Task instructions =
Restate word for word the lines in the listing below, starting at the line containing "[ ] locate the flower field" and ending at the line containing "[ ] locate the sun glow", both included; leave out the rest.
------------
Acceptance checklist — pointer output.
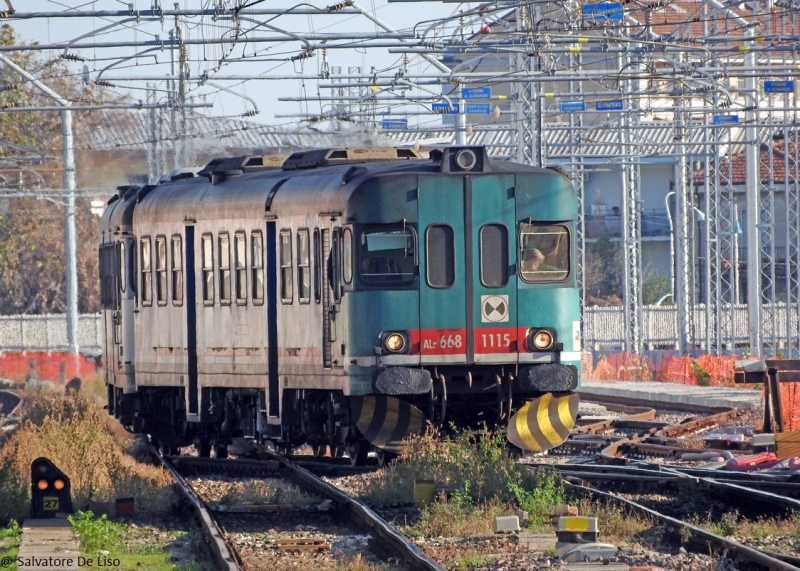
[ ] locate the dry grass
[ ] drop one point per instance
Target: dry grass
(73, 432)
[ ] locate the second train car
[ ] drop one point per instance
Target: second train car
(343, 298)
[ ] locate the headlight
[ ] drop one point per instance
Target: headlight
(394, 342)
(540, 340)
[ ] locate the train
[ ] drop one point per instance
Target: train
(343, 299)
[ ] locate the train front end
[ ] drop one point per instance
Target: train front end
(478, 321)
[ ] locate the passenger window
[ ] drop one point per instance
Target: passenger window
(317, 267)
(207, 246)
(177, 270)
(147, 276)
(286, 266)
(440, 257)
(303, 268)
(224, 269)
(240, 267)
(161, 270)
(347, 256)
(387, 255)
(494, 255)
(544, 252)
(257, 251)
(122, 273)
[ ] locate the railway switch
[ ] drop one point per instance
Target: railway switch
(50, 490)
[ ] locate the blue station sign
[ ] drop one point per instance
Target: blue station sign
(612, 105)
(603, 12)
(395, 124)
(573, 106)
(778, 86)
(445, 109)
(478, 109)
(476, 93)
(726, 119)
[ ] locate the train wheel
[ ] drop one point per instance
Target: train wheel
(384, 457)
(358, 453)
(204, 448)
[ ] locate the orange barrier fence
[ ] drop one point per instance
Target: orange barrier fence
(42, 366)
(705, 370)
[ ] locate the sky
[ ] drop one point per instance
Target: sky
(231, 98)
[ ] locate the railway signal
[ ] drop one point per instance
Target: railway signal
(50, 490)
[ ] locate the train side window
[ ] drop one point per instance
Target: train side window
(347, 256)
(257, 253)
(286, 266)
(122, 273)
(223, 241)
(303, 268)
(207, 250)
(161, 270)
(440, 256)
(544, 252)
(240, 267)
(317, 267)
(177, 269)
(494, 255)
(147, 275)
(388, 255)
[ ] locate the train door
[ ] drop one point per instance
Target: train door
(467, 294)
(191, 323)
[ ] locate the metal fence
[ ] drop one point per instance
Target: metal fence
(603, 329)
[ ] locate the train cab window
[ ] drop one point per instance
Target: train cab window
(544, 251)
(388, 255)
(147, 275)
(161, 270)
(494, 255)
(440, 266)
(317, 267)
(257, 253)
(286, 266)
(207, 251)
(303, 268)
(240, 267)
(224, 268)
(176, 269)
(347, 256)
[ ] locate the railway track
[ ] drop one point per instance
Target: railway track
(339, 507)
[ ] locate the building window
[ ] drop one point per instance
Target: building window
(257, 251)
(494, 255)
(303, 268)
(177, 270)
(207, 247)
(286, 266)
(161, 270)
(147, 276)
(388, 255)
(440, 257)
(240, 267)
(544, 252)
(224, 268)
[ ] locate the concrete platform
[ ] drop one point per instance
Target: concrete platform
(47, 545)
(625, 392)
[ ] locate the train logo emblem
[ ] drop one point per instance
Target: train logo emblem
(494, 308)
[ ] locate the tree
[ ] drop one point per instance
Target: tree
(32, 256)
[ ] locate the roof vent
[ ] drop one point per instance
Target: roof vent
(329, 157)
(245, 163)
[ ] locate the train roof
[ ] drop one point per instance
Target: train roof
(241, 187)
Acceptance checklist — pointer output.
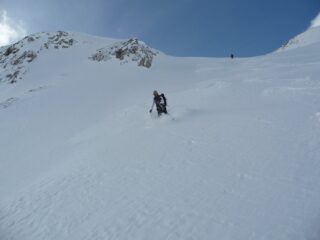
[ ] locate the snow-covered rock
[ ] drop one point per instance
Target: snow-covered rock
(15, 58)
(82, 158)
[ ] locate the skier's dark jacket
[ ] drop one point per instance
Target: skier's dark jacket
(161, 106)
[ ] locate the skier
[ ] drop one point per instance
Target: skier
(161, 103)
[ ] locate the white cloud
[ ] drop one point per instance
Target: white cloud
(316, 22)
(10, 31)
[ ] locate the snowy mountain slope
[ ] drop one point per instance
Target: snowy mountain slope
(311, 36)
(82, 158)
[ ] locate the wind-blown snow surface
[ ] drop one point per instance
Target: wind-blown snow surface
(238, 157)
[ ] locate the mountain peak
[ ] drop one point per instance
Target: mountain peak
(310, 36)
(130, 50)
(15, 58)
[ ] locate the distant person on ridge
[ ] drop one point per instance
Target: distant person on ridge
(161, 103)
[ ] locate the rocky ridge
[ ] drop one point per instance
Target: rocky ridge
(15, 58)
(126, 51)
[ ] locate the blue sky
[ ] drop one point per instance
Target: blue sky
(177, 27)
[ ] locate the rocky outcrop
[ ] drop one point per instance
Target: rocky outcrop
(127, 51)
(15, 58)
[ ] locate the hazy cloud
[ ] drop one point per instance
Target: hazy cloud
(316, 22)
(10, 30)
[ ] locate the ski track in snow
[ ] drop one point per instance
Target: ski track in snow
(236, 158)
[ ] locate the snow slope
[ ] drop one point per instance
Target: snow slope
(237, 158)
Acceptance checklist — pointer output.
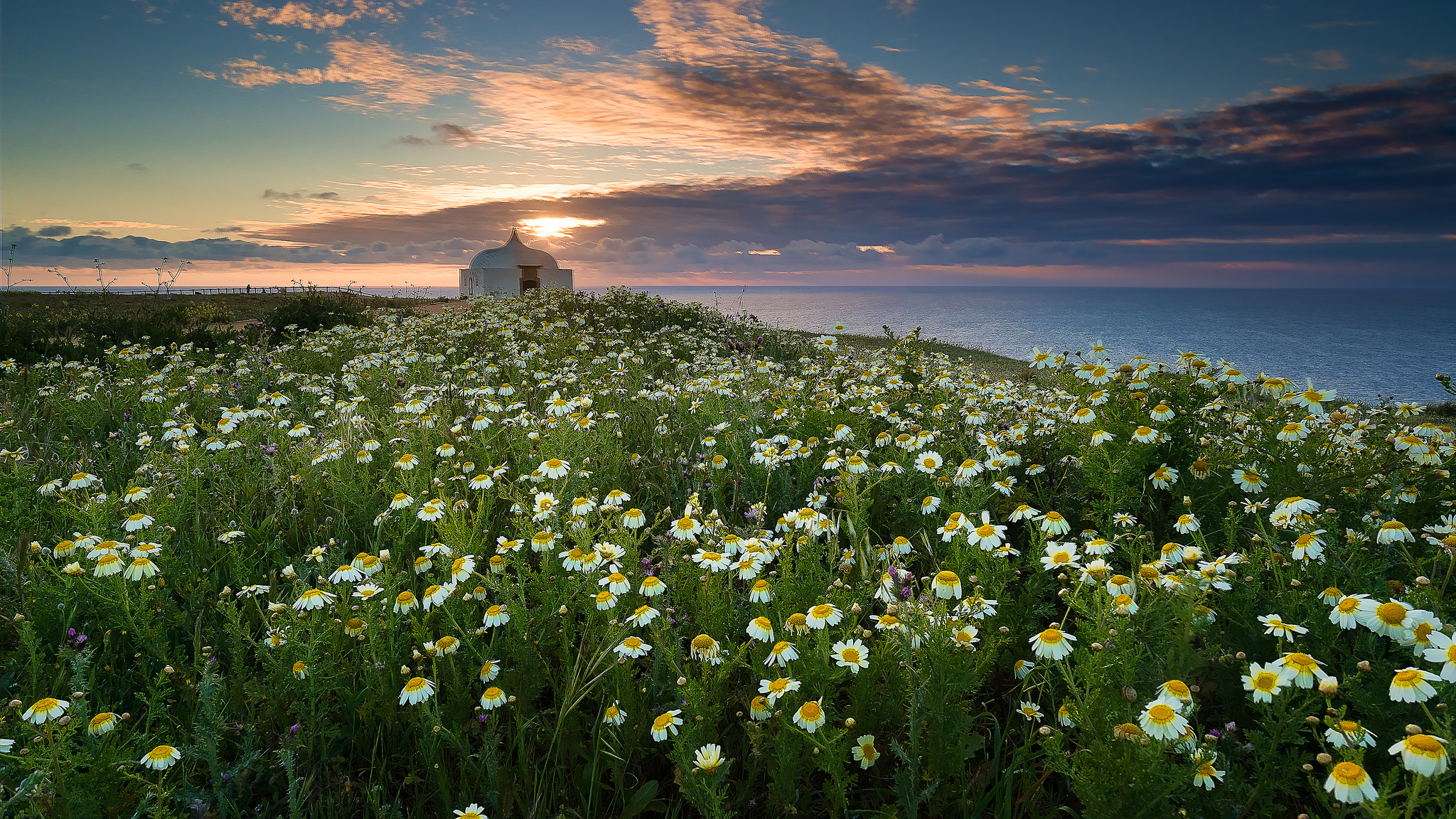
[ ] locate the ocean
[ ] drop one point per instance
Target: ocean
(1361, 343)
(1366, 344)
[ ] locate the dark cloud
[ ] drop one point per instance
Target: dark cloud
(34, 248)
(447, 133)
(1374, 161)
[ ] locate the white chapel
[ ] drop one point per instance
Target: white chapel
(511, 270)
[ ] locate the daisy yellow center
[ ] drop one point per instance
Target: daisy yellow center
(1426, 745)
(1349, 774)
(1391, 614)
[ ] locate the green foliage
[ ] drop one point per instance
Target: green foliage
(469, 462)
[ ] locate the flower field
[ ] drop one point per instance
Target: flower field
(611, 556)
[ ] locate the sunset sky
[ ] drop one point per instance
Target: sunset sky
(793, 141)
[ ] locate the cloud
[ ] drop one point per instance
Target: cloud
(294, 196)
(449, 133)
(105, 223)
(385, 76)
(577, 44)
(1325, 60)
(717, 85)
(305, 16)
(1432, 65)
(1351, 173)
(38, 248)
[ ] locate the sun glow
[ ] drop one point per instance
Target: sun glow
(558, 225)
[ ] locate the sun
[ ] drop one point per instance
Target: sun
(558, 225)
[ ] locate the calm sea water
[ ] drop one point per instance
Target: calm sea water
(1363, 343)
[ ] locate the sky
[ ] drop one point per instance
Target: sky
(721, 141)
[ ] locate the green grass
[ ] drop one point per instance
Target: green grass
(274, 461)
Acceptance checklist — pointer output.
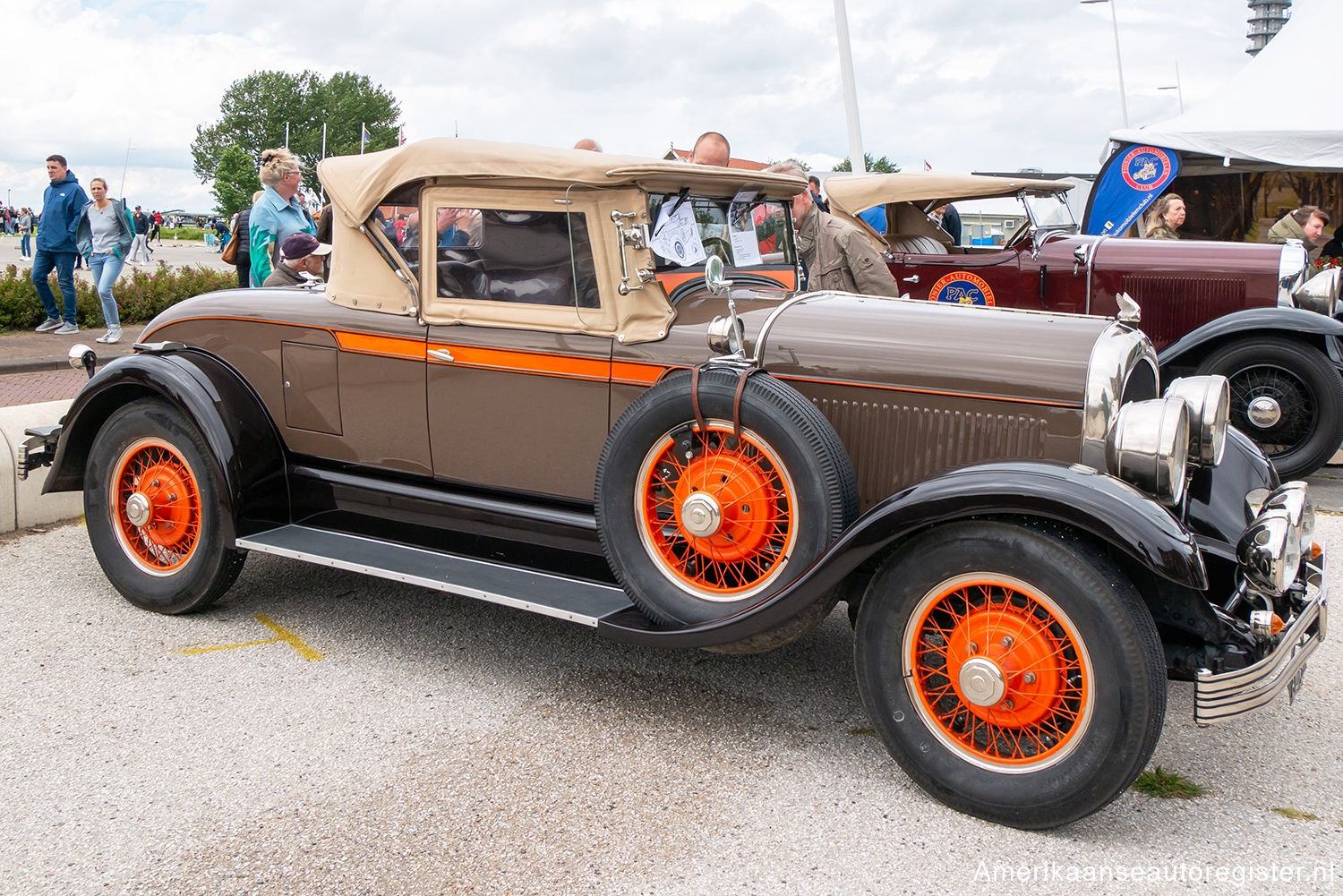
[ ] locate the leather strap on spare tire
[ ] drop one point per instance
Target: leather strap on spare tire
(714, 490)
(736, 399)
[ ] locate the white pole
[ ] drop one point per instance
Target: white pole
(126, 164)
(1119, 61)
(851, 96)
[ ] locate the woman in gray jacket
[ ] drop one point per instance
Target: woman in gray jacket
(104, 236)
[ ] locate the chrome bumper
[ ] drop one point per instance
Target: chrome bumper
(1230, 695)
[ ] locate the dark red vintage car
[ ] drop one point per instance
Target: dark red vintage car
(1251, 313)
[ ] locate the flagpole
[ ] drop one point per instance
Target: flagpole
(851, 96)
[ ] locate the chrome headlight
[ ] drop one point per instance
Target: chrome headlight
(1149, 446)
(1321, 292)
(1209, 399)
(1291, 270)
(1294, 499)
(1270, 551)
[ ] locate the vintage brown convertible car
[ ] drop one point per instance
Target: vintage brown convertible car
(531, 403)
(1251, 313)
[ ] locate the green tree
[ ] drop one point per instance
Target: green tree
(235, 180)
(878, 166)
(255, 109)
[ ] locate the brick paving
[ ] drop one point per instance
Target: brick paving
(39, 386)
(34, 367)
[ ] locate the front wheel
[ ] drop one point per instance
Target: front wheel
(1014, 676)
(153, 508)
(1287, 397)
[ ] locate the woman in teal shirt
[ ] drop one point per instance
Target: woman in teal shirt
(277, 214)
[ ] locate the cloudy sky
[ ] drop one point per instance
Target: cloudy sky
(966, 85)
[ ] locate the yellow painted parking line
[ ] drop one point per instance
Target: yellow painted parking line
(282, 636)
(290, 638)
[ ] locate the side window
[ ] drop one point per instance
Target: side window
(504, 255)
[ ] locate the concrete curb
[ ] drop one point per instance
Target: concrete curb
(21, 503)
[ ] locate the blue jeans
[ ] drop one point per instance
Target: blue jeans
(64, 266)
(105, 269)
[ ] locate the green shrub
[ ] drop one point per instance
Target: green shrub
(140, 294)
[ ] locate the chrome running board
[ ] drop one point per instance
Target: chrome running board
(544, 593)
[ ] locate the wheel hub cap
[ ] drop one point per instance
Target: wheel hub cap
(1264, 413)
(701, 516)
(982, 681)
(139, 509)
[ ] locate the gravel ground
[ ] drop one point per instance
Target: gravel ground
(441, 746)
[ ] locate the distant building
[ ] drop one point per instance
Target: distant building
(1267, 19)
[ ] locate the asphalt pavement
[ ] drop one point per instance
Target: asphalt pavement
(325, 732)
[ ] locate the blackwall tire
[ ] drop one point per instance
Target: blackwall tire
(1014, 676)
(700, 525)
(152, 506)
(1305, 386)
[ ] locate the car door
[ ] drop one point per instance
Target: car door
(513, 403)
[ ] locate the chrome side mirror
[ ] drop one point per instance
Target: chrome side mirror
(82, 356)
(714, 277)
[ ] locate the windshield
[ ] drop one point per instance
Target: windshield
(1049, 211)
(744, 231)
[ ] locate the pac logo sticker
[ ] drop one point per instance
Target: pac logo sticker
(1146, 168)
(962, 287)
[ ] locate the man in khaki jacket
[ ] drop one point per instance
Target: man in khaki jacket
(835, 252)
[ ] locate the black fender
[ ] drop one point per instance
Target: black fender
(1074, 495)
(1318, 329)
(242, 438)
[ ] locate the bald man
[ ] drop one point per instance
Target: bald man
(711, 149)
(835, 252)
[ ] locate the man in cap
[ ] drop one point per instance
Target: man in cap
(300, 254)
(141, 244)
(835, 252)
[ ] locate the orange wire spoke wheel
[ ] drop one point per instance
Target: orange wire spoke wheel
(155, 504)
(716, 511)
(999, 673)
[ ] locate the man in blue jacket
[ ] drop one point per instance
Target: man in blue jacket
(61, 207)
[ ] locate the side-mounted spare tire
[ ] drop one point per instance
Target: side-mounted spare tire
(700, 525)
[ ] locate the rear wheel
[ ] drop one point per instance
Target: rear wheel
(152, 504)
(1287, 397)
(1014, 676)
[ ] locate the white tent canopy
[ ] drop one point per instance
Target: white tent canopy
(1265, 115)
------------
Answer area =
[ ] locate the flower field
[ ] drop one point per instance
Target: flower field
(611, 556)
[ ] locate the sunset sky
[ ] drop one point per instance
Target: sunset sky
(793, 141)
[ ] locate the cloud
[ ] drop one point per instance
Target: cloud
(294, 196)
(449, 133)
(105, 223)
(385, 76)
(577, 44)
(1325, 60)
(717, 85)
(305, 16)
(1432, 65)
(1351, 173)
(38, 248)
[ ] locate the sun glow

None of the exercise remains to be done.